Source document →
▶

Let's Learn Lean : Basics-I
There has been a lot of discussion around Formal Verification, and Lean has been at the forefront of all this. So instead of observing from the sidelines, let's try to learn it from the ground up.
In this series, I am porting the Software Foundations book (written originally for Coq) into Lean 4. We will build everything from scratch to understand the mathematics that powers verified software.
Why Lean 4?
Lean is an interactive theorem prover developed by Leonardo de Moura at Microsoft Research. It has become incredibly popular among mathematicians (via the Mathlib library) and the ZK community.
Unlike older provers like Coq that require "extracting" code to an intermediate language like OCaml to run it, Lean 4 is a general-purpose language. We can write our compiler in Lean, verify it in Lean, and compile it directly to a standalone C binary. This reduces the "trust surface" and offers higher performance.
Data and Functions
We are ignoring the standard libraries and building everything from scratch to understand how these tools work.
"Days of the Week"
Let's start with a very simple example. We want to tell the theorem prover that we are defining a set of data values—a type.
We use the inductive keyword. We use where to start the definition (similar to Python syntax), and list the values. Note the naming convention: Lean types and constructors use CamelCase.
inductive Day where
| monday
| tuesday
| wednesday
| thursday
| friday
| saturday
| sunday
deriving Repr
What is deriving Repr?
Lean is efficient and "lazy." It won't generate the code to convert our type into a printable string unless we explicitly ask it to derive a "Representation" (Repr). Without this, we wouldn't be able to print the days to the console later.
Writing Functions
Now that we have defined Day, we can write functions that operate on it. Let's write a function that calculates the next business day.
We use def to define functions and match to handle the logic.
def nextWorkingDay (d : Day) : Day :=
match d with
| Day.monday => Day.tuesday
| Day.tuesday => Day.wednesday
| Day.wednesday => Day.thursday
| Day.thursday => Day.friday
| Day.friday => Day.monday
| Day.saturday => Day.monday
| Day.sunday => Day.monday
Note on Namespacing:
You will notice we use Day.monday instead of just monday. In Lean, constructors are namespaced inside the type. This keeps the global namespace clean—a massive advantage in large projects.

◀

Exercise tasks →
1) Can you extract everything in the Lean tutorial from "Why Lean 4?" down to "data values—a type.", word for word?
2) How would the Lean tutorial go on after its final sentence? Write the next part.
The entries after this line play no part here.

Raw records →
▶

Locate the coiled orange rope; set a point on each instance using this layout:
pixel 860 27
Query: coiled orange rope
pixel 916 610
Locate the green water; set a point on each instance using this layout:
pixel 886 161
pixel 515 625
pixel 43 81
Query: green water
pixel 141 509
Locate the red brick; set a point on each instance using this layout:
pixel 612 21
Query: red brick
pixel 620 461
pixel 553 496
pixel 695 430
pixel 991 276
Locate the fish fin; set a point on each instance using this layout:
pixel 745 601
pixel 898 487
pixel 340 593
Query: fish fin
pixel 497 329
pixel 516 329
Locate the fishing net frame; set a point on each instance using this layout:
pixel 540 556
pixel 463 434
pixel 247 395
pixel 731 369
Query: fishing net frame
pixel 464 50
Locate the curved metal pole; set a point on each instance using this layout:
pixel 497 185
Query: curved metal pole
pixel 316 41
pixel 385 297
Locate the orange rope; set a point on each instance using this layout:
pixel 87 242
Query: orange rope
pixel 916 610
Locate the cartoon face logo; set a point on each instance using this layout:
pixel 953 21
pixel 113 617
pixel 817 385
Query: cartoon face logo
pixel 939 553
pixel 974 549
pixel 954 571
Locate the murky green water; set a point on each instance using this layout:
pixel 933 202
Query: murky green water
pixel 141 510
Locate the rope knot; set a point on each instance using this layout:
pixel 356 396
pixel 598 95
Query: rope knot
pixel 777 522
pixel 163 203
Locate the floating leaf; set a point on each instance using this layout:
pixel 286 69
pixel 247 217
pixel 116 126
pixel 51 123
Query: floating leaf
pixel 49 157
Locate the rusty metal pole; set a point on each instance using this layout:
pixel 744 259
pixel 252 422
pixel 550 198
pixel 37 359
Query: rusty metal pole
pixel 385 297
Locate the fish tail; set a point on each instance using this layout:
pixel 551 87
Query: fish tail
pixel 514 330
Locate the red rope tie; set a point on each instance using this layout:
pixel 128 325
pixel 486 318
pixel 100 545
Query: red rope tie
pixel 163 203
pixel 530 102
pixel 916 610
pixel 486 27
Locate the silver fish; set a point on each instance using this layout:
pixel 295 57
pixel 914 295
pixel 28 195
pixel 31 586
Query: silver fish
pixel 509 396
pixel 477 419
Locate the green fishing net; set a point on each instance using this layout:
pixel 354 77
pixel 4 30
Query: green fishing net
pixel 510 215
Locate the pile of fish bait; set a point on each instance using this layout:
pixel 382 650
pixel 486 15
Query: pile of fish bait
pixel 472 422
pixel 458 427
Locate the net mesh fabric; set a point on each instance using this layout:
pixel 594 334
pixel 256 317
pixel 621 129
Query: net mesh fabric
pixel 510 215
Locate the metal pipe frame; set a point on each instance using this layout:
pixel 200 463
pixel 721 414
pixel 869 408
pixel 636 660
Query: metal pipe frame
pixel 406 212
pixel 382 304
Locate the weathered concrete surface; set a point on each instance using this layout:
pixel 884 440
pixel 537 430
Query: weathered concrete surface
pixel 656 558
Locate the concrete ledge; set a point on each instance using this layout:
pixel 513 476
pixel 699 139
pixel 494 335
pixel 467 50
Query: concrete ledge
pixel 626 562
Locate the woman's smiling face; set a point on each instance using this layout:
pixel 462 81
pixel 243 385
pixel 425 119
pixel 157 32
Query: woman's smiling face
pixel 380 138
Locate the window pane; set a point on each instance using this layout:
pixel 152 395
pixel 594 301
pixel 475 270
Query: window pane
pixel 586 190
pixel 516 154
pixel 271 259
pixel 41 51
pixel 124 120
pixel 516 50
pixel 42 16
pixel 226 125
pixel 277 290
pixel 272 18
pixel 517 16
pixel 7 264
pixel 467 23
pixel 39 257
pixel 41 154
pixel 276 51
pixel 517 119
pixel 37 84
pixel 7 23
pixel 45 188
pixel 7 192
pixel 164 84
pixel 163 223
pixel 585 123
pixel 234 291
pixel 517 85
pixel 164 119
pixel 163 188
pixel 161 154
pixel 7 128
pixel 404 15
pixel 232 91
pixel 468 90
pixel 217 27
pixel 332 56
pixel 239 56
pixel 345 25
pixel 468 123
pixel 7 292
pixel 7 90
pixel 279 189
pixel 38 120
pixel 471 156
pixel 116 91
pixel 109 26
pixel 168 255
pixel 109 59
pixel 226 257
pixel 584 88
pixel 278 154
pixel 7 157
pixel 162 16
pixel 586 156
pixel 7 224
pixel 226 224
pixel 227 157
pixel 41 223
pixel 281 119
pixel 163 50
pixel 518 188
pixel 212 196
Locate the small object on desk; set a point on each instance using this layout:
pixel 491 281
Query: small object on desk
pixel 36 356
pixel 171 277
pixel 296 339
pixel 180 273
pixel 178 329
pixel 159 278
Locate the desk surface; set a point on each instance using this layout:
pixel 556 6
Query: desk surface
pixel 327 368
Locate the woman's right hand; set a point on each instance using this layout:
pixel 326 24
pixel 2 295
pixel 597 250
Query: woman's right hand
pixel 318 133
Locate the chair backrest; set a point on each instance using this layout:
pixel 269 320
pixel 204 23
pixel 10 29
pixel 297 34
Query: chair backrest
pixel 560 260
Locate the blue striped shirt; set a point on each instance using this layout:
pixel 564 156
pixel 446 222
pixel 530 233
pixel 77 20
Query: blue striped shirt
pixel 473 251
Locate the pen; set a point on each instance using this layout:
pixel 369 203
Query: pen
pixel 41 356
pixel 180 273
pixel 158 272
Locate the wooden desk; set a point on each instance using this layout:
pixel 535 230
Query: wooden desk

◀

Results for each task →
1)
Why Lean 4?
Lean is an interactive theorem prover developed by Leonardo de Moura at Microsoft Research. It has become incredibly popular among mathematicians (via the Mathlib library) and the ZK community.
Unlike older provers like Coq that require "extracting" code to an intermediate language like OCaml to run it, Lean 4 is a general-purpose language. We can write our compiler in Lean, verify it in Lean, and compile it directly to a standalone C binary. This reduces the "trust surface" and offers higher performance.
Data and Functions
We are ignoring the standard libraries and building everything from scratch to understand how these tools work.
"Days of the Week"
Let's start with a very simple example. We want to tell the theorem prover that we are defining a set of data values—a type.

2)
Computation and Testing
To check our work, we use the #eval command. This calculates the result immediately inside the editor.
#eval nextWorkingDay Day.friday
-- Result: Day.monday
#eval nextWorkingDay (nextWorkingDay Day.saturday)
-- Result: Day.tuesday
The First Proof (Assertions)
Testing values is good, but proving them is better.
We can define a test case using the example keyword. Instead of writing a complex proof script, we can simply provide the proof term rfl (short for reflexivity) inside a by block.
example : nextWorkingDay (nextWorkingDay Day.saturday) = Day.tuesday := by
rfl
The rfl tactic computes the values on both sides of the = sign and checks if they are definitionally equal. If they compute to the same thing, the proof passes.
Booleans
Now, let's implement Booleans from scratch.
Note: Because Bool is built into Lean's standard library, we will wrap our work in a namespace to avoid conflicts.
namespace MySpace
inductive Bool where
| true
| false
deriving Repr
Boolean Functions
We can define functions over booleans just like we did for days. Here are the definitions for negation (negb), logical AND (andb), and logical OR (orb).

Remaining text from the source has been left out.